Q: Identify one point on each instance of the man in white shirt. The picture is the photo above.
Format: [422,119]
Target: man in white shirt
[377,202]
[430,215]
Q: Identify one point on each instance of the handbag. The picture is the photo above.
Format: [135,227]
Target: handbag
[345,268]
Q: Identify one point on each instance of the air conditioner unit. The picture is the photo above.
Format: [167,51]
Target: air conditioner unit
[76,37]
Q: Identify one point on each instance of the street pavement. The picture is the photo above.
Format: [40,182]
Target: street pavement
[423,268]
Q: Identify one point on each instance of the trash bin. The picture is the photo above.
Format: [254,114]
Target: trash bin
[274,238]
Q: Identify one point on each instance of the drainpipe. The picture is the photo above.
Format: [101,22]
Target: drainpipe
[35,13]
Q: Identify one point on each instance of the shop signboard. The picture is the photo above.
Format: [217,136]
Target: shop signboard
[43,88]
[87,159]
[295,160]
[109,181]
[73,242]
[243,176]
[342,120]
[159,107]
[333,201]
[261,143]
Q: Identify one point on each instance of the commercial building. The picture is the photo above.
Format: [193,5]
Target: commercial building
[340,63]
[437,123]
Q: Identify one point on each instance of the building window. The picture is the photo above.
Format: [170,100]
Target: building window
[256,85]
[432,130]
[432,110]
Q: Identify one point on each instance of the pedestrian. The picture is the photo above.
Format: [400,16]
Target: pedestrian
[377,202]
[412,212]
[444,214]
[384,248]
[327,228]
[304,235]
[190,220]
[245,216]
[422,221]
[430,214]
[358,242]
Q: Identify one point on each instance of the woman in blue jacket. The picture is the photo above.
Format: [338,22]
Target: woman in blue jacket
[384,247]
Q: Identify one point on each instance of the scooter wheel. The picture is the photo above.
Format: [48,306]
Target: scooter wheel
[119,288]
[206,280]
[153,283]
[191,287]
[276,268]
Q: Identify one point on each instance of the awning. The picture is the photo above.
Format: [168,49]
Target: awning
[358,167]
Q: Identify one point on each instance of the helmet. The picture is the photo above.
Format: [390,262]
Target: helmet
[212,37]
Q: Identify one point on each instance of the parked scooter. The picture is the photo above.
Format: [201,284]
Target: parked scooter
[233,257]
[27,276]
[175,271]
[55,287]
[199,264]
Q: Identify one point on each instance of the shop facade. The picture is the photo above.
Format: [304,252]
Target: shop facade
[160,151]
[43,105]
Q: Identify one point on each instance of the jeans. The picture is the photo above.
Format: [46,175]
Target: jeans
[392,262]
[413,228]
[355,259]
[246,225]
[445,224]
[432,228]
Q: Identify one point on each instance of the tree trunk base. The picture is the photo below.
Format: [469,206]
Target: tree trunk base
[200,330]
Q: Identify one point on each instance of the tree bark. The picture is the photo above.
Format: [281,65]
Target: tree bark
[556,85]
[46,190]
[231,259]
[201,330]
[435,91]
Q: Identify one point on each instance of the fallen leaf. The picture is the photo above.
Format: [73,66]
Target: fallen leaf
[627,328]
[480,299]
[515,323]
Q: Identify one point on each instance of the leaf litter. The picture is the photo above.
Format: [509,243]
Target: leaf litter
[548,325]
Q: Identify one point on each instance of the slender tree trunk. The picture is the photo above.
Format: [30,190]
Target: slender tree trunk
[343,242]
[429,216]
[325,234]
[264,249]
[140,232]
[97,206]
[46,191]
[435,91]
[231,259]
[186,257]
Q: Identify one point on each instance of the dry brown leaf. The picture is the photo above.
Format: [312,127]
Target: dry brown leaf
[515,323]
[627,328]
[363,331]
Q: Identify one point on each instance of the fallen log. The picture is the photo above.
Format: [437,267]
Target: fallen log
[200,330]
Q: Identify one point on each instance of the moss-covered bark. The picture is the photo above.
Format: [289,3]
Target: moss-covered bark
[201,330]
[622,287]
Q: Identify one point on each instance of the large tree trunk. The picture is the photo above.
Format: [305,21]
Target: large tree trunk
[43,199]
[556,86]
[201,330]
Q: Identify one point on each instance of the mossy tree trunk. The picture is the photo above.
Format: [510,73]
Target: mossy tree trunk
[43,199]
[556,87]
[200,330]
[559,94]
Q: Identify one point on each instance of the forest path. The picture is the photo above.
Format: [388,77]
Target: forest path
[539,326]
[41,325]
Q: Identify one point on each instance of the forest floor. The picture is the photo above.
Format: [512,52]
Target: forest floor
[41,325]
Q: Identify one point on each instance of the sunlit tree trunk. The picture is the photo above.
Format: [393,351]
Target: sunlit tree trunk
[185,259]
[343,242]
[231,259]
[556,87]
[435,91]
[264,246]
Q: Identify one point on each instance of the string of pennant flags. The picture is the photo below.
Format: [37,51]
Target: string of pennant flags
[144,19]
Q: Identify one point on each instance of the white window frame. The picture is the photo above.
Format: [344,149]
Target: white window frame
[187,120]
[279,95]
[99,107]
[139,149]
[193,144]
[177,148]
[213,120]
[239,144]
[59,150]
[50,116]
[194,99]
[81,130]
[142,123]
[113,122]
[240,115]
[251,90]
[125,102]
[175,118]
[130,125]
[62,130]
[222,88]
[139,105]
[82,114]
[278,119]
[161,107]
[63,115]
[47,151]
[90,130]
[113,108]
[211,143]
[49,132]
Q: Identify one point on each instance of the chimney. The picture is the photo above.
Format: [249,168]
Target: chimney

▸ Task details: The records above are to be transcribed exactly and completely.

▸ Reply to the task:
Q: Identify one point on each instance of the man in white shirt. The picture is the photo above.
Format: [422,119]
Target: man in white shirt
[377,202]
[430,215]
Q: Identify one point on each instance of the handbag. The picture is the photo above.
Format: [135,227]
Target: handbag
[345,268]
Q: Identify one point on each instance of the air conditioner unit. The picture is the photo above.
Format: [167,51]
Target: air conditioner unit
[76,37]
Q: Identify one point on each instance of the street pavement. The picture is the photo above.
Format: [40,182]
Target: street pavement
[423,268]
Q: Identify one point on each instance of the trash bin. The picture is the photo above.
Format: [254,114]
Target: trash bin
[274,238]
Q: Identify one point on each instance of the drainpipe. The picture is the photo above.
Format: [101,22]
Target: drainpipe
[35,13]
Q: Identify one point on each instance of the shop signboard. The picture is the photo above.
Format: [217,136]
Target: shop signboard
[43,88]
[87,159]
[295,160]
[109,181]
[73,242]
[243,176]
[342,120]
[159,107]
[333,201]
[261,143]
Q: Identify one point on each instance of the commercial building. The picture is the photo above.
Format: [193,5]
Target: commercial building
[340,63]
[437,123]
Q: Identify one point on each instance of the building window. The picture is the photo above.
Format: [170,100]
Target: building window
[256,85]
[432,130]
[432,110]
Q: Identify one point on each instance of the pedestrian. The picture is the photo above.
Format: [400,16]
Target: pedestrian
[377,202]
[412,212]
[444,214]
[384,248]
[327,228]
[304,235]
[190,220]
[245,216]
[422,221]
[430,214]
[358,242]
Q: Identify one point on each instance of the woman in blue jacket. The picture is the photo above.
Format: [338,22]
Target: woman in blue jacket
[384,247]
Q: Identify one point on each instance of the scooter wheel. The picture is the photo above.
Format: [48,306]
Target: scooter wheel
[119,288]
[206,280]
[153,283]
[191,287]
[276,268]
Q: Identify one point on each instance of the awning. The picture is the photo above.
Format: [168,49]
Target: awning
[358,167]
Q: Identify one point on each instance of the helmet. The picture is the photo above.
Format: [390,262]
Target: helmet
[212,37]
Q: Identify one point on each instance of the parked scooter. The picture is the photo above.
Format: [201,284]
Target: parked scooter
[233,257]
[27,276]
[175,271]
[55,287]
[199,264]
Q: Identify one point on each instance of the shop facade. The picture is the photo above.
Format: [304,252]
Target: shop facade
[160,151]
[43,105]
Q: Identify one point on each instance of the jeans. The picture is the photo above.
Format: [46,175]
Target: jeans
[392,262]
[413,228]
[355,259]
[246,225]
[445,224]
[432,228]
Q: Identify one point on each instance of the tree trunk base. The picture is the photo below.
Format: [469,206]
Target: tree trunk base
[200,330]
Q: Identify one point on each instance of the tree bark. The picture is the photo above.
Format: [281,65]
Target: tree bark
[556,85]
[46,190]
[231,259]
[201,330]
[435,91]
Q: Identify one point on each instance of the fallen leaf. The picture is the photo above.
Format: [73,66]
Target: fallen leaf
[627,328]
[480,299]
[515,323]
Q: Identify one point on each instance of the leaf litter. The picture is the photo above.
Format: [509,243]
Target: leaf litter
[548,325]
Q: Identify one point on each instance of the slender tree trunk. The picture is the photo above.
Format: [30,190]
Target: slender tree trunk
[343,242]
[429,216]
[325,234]
[264,249]
[140,232]
[97,206]
[46,191]
[435,91]
[231,259]
[186,257]
Q: Identify one point on each instance of the dry brown leaf. The picture is the photo above.
Format: [312,127]
Target: dry brown leaf
[515,323]
[627,328]
[363,331]
Q: Identify one point on each instance of the fallen log. The picture is the photo above.
Format: [437,267]
Target: fallen log
[200,330]
Q: Identify one point on each instance of the moss-covered bark. The picture is the photo above.
Format: [289,3]
Target: moss-covered bark
[201,330]
[622,287]
Q: Identify one point on each instance of the large tree trunk. The picture is the photo above.
Format: [305,21]
Target: large tree trunk
[43,199]
[556,86]
[201,330]
Q: Identify one point on each instance of the mossy tree trunk. The picture is the photo above.
Format: [510,73]
Target: mossy tree trunk
[43,199]
[556,87]
[200,330]
[559,94]
Q: Identify one point on each instance of the forest path. The picture is the photo above.
Format: [388,77]
Target: forest path
[539,326]
[41,325]
Q: Identify one point on each instance of the forest floor. The picture is the photo above.
Format: [512,52]
Target: forest floor
[41,325]
Q: Identify one point on each instance of the sunlit tree trunk. The picture is the photo above.
Format: [393,351]
Target: sunlit tree trunk
[185,259]
[343,242]
[231,259]
[556,87]
[435,91]
[264,246]
Q: Identify one point on each instance of the string of pennant flags. The picture is the photo below.
Format: [37,51]
Target: string of pennant flags
[144,19]
Q: Identify one point on each instance of the white window frame. The picture is the photo above.
Format: [344,149]
Target: white window frame
[187,120]
[279,95]
[99,107]
[139,149]
[193,144]
[177,148]
[213,120]
[239,144]
[59,150]
[50,116]
[194,99]
[81,130]
[142,123]
[113,122]
[240,115]
[251,90]
[125,102]
[175,118]
[130,125]
[62,130]
[222,88]
[139,105]
[82,114]
[278,119]
[161,107]
[63,115]
[47,151]
[90,130]
[113,108]
[211,143]
[49,132]
Q: Identify one point on each instance of the chimney. The picture is the photo above.
Format: [249,168]
Target: chimney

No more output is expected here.